> [Work to complete]
Take the line that contains "formatted like (806,386)." as the first and the last line of the material as the final one; set down exactly the lines in that span.

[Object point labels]
☆ ☆ ☆ ☆ ☆ ☆ ☆

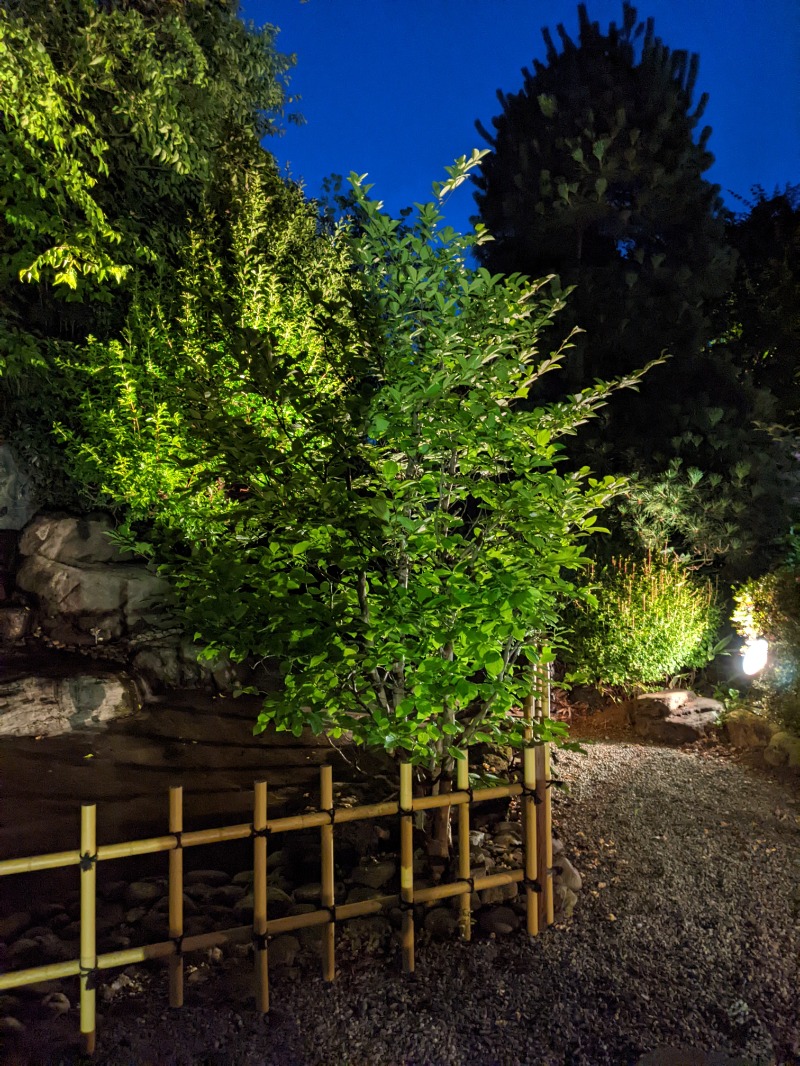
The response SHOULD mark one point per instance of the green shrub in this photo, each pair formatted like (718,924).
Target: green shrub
(769,607)
(646,619)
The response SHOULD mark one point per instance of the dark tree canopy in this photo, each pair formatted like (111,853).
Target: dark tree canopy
(596,175)
(763,312)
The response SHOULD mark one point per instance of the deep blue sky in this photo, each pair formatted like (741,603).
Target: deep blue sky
(393,87)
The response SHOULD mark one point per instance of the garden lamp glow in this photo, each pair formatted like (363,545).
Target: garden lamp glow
(754,658)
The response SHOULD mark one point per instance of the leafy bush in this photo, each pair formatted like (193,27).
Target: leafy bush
(769,607)
(646,619)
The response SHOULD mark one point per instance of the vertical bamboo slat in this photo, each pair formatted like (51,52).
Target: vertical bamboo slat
(531,852)
(259,897)
(544,812)
(406,866)
(465,902)
(176,897)
(329,933)
(88,938)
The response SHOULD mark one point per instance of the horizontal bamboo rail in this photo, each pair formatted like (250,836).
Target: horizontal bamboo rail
(534,875)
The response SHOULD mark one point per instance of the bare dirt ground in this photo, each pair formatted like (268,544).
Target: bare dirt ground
(686,935)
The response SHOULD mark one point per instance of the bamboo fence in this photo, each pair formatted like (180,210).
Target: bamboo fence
(536,875)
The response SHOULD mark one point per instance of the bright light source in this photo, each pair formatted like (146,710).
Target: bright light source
(755,657)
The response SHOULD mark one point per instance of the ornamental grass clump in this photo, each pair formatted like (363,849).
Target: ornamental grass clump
(648,619)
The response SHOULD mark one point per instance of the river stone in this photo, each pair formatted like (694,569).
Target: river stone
(17,501)
(374,875)
(14,624)
(566,874)
(441,923)
(12,925)
(213,878)
(308,893)
(66,539)
(746,729)
(142,892)
(673,716)
(563,901)
(783,749)
(498,920)
(500,893)
(283,951)
(49,707)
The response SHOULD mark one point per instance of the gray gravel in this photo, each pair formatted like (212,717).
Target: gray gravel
(687,934)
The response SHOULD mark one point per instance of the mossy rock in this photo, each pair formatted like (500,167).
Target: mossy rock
(747,729)
(783,750)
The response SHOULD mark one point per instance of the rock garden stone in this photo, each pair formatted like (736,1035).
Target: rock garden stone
(142,892)
(58,1003)
(376,875)
(283,951)
(501,921)
(213,878)
(358,893)
(15,623)
(500,893)
(566,874)
(228,894)
(441,923)
(14,924)
(674,716)
(563,901)
(783,750)
(49,707)
(746,729)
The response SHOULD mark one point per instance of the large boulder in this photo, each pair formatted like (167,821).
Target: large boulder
(746,729)
(85,591)
(673,716)
(48,707)
(17,502)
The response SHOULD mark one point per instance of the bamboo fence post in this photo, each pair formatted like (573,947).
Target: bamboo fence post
(259,897)
(465,902)
(326,893)
(176,897)
(88,935)
(406,865)
(531,852)
(544,811)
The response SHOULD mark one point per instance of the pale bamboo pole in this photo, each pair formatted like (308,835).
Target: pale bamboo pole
(259,897)
(406,866)
(544,811)
(176,897)
(465,902)
(88,935)
(529,812)
(326,859)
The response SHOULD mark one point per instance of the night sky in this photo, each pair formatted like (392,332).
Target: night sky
(393,87)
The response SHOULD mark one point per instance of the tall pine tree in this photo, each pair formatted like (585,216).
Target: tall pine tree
(596,175)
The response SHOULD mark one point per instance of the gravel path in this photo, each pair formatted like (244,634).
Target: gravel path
(687,933)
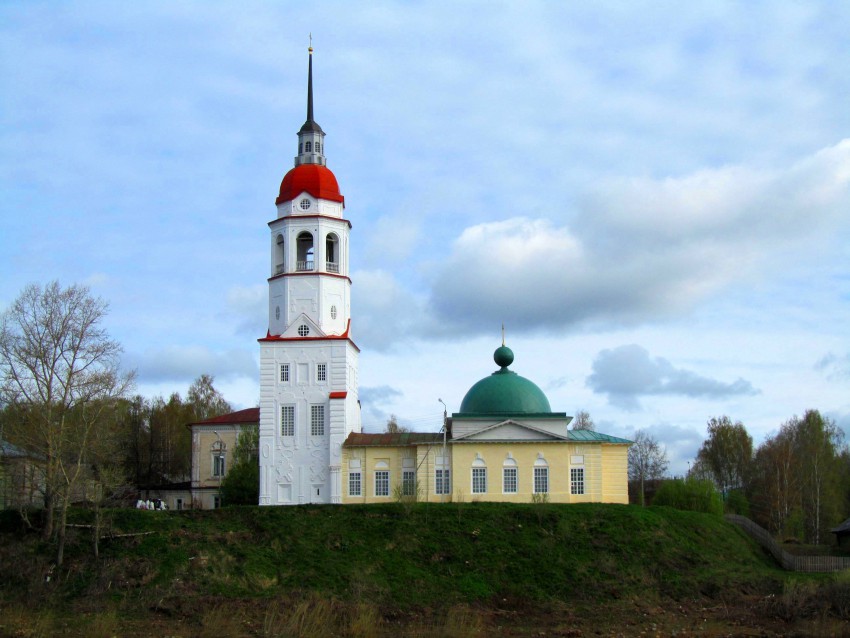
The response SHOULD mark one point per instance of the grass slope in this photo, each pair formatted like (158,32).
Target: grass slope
(400,557)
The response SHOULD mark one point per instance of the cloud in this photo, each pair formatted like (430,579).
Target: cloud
(641,249)
(628,372)
(249,306)
(179,363)
(835,367)
(374,401)
(680,443)
(383,312)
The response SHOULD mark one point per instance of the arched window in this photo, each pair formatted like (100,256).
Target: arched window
(479,475)
(509,475)
(305,251)
(279,258)
(332,253)
(541,475)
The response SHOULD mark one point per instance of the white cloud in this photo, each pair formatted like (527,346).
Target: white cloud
(643,249)
(179,363)
(628,372)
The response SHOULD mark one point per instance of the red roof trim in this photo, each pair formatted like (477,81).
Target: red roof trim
(249,415)
(331,217)
(343,337)
(315,179)
(309,274)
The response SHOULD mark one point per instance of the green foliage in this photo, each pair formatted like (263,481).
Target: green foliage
(692,494)
(737,503)
(427,557)
(727,453)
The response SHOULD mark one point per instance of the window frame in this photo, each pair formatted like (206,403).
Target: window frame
(442,481)
(481,480)
(317,425)
(540,479)
(577,481)
(359,478)
(408,482)
(382,476)
(288,408)
(512,469)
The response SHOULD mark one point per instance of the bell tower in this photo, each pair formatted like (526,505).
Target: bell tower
(308,361)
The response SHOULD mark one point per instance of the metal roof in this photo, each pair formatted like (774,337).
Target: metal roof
(392,440)
(590,436)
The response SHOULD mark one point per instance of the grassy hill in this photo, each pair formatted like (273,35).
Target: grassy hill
(455,568)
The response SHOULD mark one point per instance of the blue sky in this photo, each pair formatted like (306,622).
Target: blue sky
(653,198)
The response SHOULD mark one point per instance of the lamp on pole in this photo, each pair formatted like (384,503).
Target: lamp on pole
(218,462)
(445,459)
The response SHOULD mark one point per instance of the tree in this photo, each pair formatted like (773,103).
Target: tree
(582,421)
(205,401)
(393,427)
(60,367)
(241,484)
(647,461)
(727,453)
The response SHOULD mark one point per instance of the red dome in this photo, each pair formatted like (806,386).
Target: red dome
(313,178)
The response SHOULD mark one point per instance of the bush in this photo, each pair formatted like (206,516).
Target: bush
(241,485)
(690,494)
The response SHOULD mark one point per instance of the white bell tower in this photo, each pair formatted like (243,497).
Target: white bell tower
(308,362)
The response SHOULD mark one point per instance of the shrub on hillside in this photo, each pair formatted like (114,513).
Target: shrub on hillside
(690,494)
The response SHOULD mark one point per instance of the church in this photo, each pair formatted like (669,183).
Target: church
(505,444)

☆ ☆ ☆ ☆ ☆ ☆ ☆

> [Exercise result]
The response SHOULD mark one point per instance of the red dome in this photo, each pair formatted like (806,386).
Target: red dome
(313,178)
The response SHOULD mark one point per instance of the bush in this photo, each pair formatted like (206,516).
Target: bush
(241,485)
(690,494)
The response SHOULD mark one point per instance of the white bell tower in this photo, each pair formatted like (243,497).
Target: white bell tower
(308,362)
The response SHOULD mark one point per instance of the shrub on hillside in this photo, each pair formatted like (114,513).
Target: shrub on hillside
(690,494)
The response SHOULD mark one point per instance of the church in this photo, each pair formatted like (669,183).
Target: church
(505,444)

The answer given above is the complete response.